**YOUR INSTRUCTIONS**: Count the lines in the listing below that contain the string "wall", with case counting, and reply with only the number.

**RECORDED DATA**:
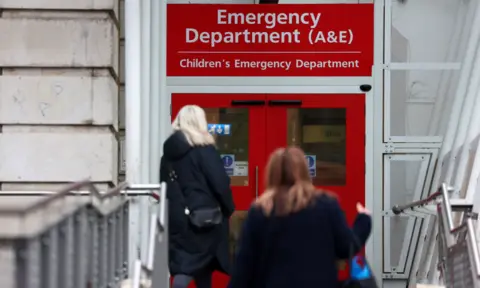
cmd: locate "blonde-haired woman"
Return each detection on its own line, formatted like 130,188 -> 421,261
160,105 -> 235,288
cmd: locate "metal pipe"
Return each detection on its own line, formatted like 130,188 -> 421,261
127,184 -> 161,191
148,0 -> 162,183
467,218 -> 480,277
432,0 -> 480,194
145,213 -> 158,271
158,182 -> 168,232
441,183 -> 455,232
125,0 -> 142,275
392,191 -> 442,215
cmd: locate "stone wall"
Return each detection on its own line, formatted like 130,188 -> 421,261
0,0 -> 121,190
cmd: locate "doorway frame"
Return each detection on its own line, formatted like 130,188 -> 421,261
160,77 -> 376,265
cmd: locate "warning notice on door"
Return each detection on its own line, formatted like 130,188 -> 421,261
167,4 -> 374,76
220,154 -> 235,176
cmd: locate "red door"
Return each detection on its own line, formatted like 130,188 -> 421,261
266,94 -> 365,223
172,94 -> 365,288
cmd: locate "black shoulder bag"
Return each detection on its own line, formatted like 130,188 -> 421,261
167,163 -> 223,229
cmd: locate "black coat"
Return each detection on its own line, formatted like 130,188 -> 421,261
160,132 -> 235,276
229,195 -> 371,288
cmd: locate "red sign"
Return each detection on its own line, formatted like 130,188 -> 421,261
167,4 -> 373,76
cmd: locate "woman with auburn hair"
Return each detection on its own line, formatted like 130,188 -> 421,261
229,147 -> 371,288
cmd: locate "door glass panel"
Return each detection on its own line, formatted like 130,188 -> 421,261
287,108 -> 347,186
205,108 -> 249,260
205,108 -> 249,186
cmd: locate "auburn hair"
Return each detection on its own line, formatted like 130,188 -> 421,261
254,147 -> 331,215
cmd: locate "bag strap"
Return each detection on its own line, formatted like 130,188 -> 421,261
165,161 -> 190,210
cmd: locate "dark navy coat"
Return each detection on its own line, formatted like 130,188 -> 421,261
229,195 -> 371,288
160,131 -> 235,276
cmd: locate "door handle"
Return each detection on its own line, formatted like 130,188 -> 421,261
232,100 -> 265,106
255,166 -> 258,199
268,100 -> 302,106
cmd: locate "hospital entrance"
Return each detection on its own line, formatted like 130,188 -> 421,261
171,93 -> 365,287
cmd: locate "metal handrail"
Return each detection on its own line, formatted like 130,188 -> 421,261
392,190 -> 442,215
0,180 -> 165,214
392,183 -> 480,277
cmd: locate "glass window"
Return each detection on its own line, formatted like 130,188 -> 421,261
205,108 -> 248,186
287,108 -> 346,186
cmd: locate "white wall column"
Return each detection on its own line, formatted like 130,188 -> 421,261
125,0 -> 142,275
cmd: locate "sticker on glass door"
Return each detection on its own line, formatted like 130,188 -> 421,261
305,155 -> 317,177
220,154 -> 235,176
207,124 -> 230,135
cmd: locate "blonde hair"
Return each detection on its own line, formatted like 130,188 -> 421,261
172,105 -> 215,146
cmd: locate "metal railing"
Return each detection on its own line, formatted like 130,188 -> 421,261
0,180 -> 168,288
392,184 -> 480,288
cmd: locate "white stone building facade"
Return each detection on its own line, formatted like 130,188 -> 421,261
0,0 -> 123,191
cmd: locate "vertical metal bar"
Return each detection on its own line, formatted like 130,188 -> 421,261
16,237 -> 44,288
132,260 -> 142,288
107,211 -> 117,287
88,208 -> 100,287
41,226 -> 59,288
58,215 -> 75,288
73,208 -> 87,288
137,0 -> 152,263
255,166 -> 258,199
148,0 -> 162,183
115,206 -> 124,283
122,203 -> 130,279
146,213 -> 158,270
97,215 -> 108,287
125,0 -> 142,271
158,182 -> 168,229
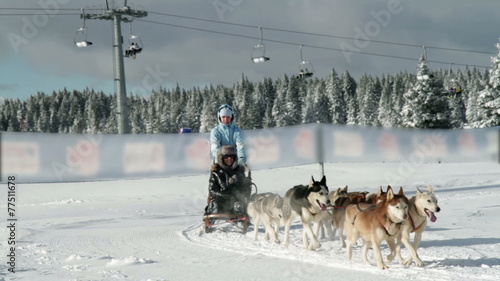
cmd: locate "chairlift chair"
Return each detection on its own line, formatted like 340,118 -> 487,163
251,26 -> 270,63
299,45 -> 314,78
73,9 -> 92,48
125,22 -> 143,59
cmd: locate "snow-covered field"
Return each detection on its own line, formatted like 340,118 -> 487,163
0,163 -> 500,281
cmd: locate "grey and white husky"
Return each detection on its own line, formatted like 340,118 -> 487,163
283,176 -> 330,250
247,192 -> 283,243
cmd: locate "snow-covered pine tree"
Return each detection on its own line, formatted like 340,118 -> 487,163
302,79 -> 316,124
341,70 -> 359,125
402,56 -> 452,129
325,69 -> 347,124
377,76 -> 394,127
262,78 -> 276,128
272,75 -> 289,127
473,39 -> 500,128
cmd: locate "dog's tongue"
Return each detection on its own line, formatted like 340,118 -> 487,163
425,209 -> 437,222
316,200 -> 326,211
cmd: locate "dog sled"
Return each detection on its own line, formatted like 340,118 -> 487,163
202,170 -> 257,234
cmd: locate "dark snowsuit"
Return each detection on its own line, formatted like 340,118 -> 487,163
205,146 -> 251,214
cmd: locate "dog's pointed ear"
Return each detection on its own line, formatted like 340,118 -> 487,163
398,186 -> 405,195
309,176 -> 315,186
417,187 -> 422,196
387,188 -> 394,201
320,175 -> 326,186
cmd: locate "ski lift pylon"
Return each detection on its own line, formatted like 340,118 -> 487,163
299,45 -> 314,78
251,26 -> 270,63
73,9 -> 92,48
125,21 -> 143,59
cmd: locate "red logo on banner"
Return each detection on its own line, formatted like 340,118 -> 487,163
66,140 -> 99,176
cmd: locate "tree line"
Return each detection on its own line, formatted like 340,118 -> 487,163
0,56 -> 500,134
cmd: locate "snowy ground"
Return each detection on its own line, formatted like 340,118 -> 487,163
0,163 -> 500,281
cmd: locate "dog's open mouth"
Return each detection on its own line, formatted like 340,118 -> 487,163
425,208 -> 437,222
316,199 -> 326,211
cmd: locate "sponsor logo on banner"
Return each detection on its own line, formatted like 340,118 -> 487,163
378,133 -> 400,161
332,132 -> 364,157
1,141 -> 40,174
123,142 -> 165,174
66,139 -> 99,176
293,130 -> 316,159
186,138 -> 212,170
246,130 -> 280,164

**TASK RESULT**: 2